Records provided:
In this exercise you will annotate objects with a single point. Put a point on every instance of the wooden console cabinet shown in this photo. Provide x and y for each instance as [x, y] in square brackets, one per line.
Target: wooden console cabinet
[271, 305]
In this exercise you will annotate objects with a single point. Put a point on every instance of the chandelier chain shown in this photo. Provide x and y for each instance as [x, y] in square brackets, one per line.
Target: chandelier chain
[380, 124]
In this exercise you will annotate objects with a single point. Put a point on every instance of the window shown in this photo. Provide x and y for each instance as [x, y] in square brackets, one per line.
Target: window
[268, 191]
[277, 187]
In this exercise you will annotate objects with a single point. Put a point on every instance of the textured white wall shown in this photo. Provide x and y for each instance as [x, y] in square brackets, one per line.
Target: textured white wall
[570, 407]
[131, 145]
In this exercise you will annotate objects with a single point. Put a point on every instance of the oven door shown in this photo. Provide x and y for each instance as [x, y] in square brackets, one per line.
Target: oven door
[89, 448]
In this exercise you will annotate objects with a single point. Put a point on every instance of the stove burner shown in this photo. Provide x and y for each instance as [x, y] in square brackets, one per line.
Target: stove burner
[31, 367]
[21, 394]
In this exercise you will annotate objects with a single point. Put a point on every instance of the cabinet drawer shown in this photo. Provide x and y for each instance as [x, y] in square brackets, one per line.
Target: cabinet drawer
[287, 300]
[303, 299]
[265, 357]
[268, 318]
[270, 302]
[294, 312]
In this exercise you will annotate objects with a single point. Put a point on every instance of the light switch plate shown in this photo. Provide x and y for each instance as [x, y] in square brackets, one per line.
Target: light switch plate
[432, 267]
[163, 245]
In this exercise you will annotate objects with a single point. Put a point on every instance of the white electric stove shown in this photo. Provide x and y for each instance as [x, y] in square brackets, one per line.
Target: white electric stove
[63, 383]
...
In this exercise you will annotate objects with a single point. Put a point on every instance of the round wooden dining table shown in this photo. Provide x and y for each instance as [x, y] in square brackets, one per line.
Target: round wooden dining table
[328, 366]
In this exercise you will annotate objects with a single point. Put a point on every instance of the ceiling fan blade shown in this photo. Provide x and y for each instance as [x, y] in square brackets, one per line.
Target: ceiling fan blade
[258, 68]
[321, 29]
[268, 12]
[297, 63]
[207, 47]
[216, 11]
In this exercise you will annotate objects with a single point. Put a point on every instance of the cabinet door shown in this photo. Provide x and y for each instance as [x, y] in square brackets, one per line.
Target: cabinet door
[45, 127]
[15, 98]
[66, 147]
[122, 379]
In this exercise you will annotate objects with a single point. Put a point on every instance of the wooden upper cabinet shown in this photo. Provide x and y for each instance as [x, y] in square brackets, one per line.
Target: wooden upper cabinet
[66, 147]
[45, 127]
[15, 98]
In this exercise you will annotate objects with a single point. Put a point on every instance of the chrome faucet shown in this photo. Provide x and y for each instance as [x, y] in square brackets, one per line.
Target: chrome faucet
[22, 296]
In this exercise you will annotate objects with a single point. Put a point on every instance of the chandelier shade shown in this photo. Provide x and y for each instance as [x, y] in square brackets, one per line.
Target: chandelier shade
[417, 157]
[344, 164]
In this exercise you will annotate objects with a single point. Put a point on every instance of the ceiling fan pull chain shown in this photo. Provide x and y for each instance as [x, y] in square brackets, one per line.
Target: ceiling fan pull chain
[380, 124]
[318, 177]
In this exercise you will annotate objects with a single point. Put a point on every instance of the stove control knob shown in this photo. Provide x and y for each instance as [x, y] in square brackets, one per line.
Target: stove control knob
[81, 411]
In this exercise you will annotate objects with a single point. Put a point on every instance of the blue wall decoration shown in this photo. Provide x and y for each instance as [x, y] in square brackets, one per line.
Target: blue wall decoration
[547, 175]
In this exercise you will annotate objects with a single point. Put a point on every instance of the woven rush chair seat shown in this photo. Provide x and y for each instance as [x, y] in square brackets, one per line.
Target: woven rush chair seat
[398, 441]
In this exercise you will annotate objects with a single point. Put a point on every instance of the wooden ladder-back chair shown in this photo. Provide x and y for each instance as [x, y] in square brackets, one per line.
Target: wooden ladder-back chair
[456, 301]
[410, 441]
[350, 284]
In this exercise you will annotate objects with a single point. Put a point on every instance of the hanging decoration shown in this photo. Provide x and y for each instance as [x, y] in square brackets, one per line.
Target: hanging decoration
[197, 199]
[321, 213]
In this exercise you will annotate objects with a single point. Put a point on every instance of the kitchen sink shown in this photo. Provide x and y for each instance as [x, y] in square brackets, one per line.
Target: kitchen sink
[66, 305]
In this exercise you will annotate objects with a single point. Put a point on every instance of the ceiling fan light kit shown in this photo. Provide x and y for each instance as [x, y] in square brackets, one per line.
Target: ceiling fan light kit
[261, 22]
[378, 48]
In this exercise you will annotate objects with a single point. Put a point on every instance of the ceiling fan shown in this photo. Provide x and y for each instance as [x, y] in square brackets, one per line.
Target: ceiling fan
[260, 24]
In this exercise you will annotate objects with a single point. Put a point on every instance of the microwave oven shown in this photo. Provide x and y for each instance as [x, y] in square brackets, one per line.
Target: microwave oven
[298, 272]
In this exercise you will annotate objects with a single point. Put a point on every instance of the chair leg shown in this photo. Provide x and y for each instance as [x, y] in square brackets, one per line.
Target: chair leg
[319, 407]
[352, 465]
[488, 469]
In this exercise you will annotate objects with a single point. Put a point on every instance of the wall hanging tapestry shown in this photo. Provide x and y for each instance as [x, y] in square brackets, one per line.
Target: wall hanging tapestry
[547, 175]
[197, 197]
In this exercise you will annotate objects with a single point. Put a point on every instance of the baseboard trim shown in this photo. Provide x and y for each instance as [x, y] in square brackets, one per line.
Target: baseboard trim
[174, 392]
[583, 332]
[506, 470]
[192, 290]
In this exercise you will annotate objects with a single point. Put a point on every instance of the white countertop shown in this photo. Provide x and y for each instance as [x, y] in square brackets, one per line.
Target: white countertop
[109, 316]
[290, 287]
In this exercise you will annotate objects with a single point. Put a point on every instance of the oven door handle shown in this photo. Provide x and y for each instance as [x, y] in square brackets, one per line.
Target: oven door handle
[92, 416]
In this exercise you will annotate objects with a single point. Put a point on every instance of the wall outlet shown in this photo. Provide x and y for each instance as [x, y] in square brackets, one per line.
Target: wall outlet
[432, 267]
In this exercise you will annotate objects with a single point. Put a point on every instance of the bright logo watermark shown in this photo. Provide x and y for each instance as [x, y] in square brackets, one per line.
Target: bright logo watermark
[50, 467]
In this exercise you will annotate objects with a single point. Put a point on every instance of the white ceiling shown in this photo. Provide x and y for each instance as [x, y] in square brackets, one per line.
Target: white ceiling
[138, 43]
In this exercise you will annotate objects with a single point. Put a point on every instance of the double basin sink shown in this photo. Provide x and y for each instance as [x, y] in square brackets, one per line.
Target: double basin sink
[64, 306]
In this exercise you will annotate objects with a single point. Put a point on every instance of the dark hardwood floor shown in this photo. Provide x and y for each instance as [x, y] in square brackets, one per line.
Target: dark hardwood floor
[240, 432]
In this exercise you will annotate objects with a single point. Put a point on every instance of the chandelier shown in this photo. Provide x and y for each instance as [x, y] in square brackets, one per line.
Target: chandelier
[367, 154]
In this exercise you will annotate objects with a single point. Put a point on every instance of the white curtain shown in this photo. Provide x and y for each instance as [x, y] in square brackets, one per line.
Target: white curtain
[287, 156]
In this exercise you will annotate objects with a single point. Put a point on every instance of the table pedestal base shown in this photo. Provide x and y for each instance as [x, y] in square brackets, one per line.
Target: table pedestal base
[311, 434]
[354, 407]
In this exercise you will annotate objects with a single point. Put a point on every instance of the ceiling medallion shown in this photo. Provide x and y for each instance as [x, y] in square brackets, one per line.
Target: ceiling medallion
--
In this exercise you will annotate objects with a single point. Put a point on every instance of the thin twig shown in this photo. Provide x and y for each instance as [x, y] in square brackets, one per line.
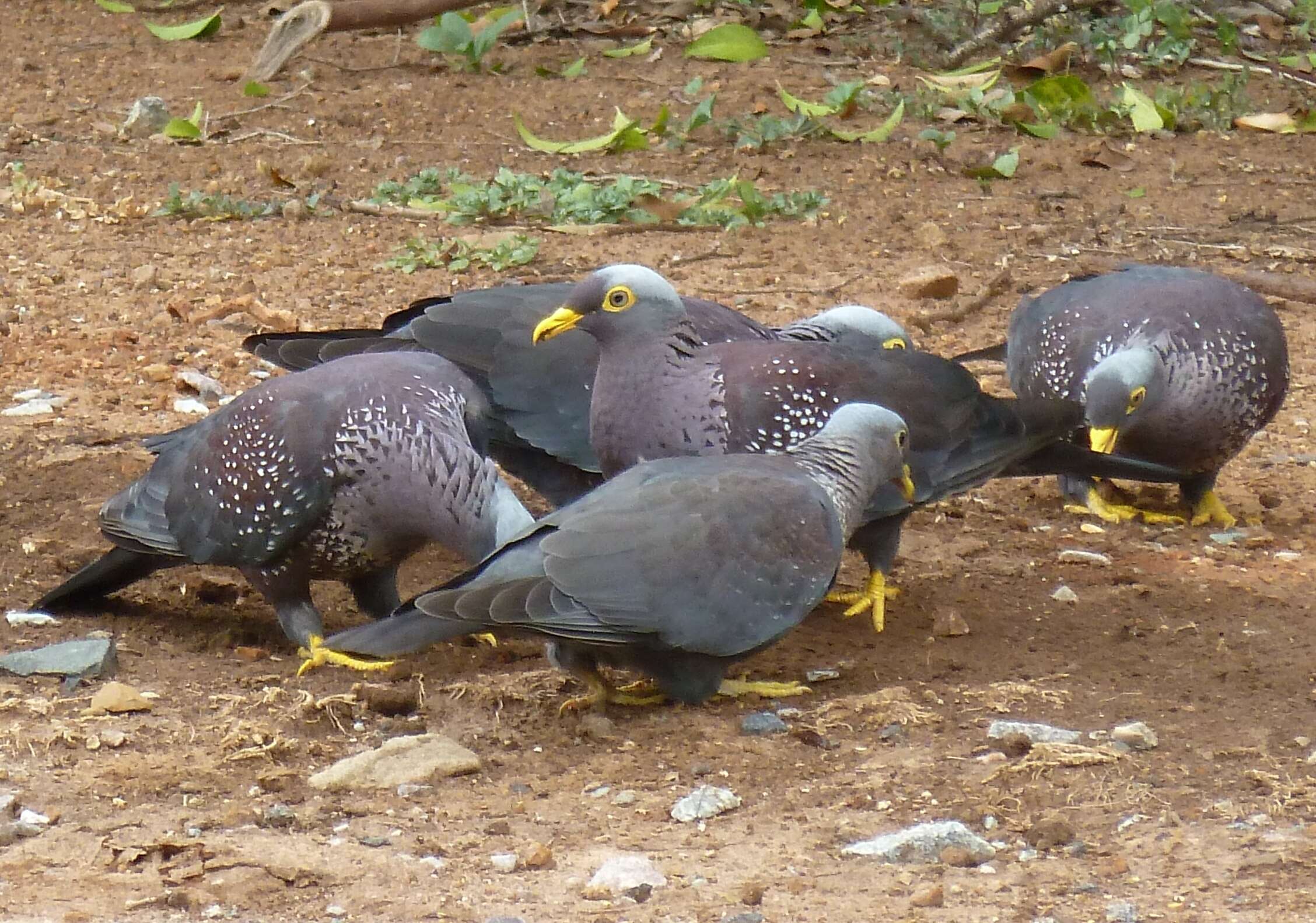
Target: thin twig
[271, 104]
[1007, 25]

Your objective: Every line from the line containing "oven door shown" through the line containing "the stove burner" in the records above must be retyped exactly. Leave out the rest.

Result:
In this exercise you will annotate objects with a single point. Put a point on every instance of the oven door shown in this photo. Provide x and y for each instance as [x, y] in square brackets, one per line.
Target: oven door
[89, 448]
In this exercise you will annotate objects with a single point. Put a point on every instance of the stove burner shown in this photo. Provide x and y for each instance as [x, y] in square brackets, one per line.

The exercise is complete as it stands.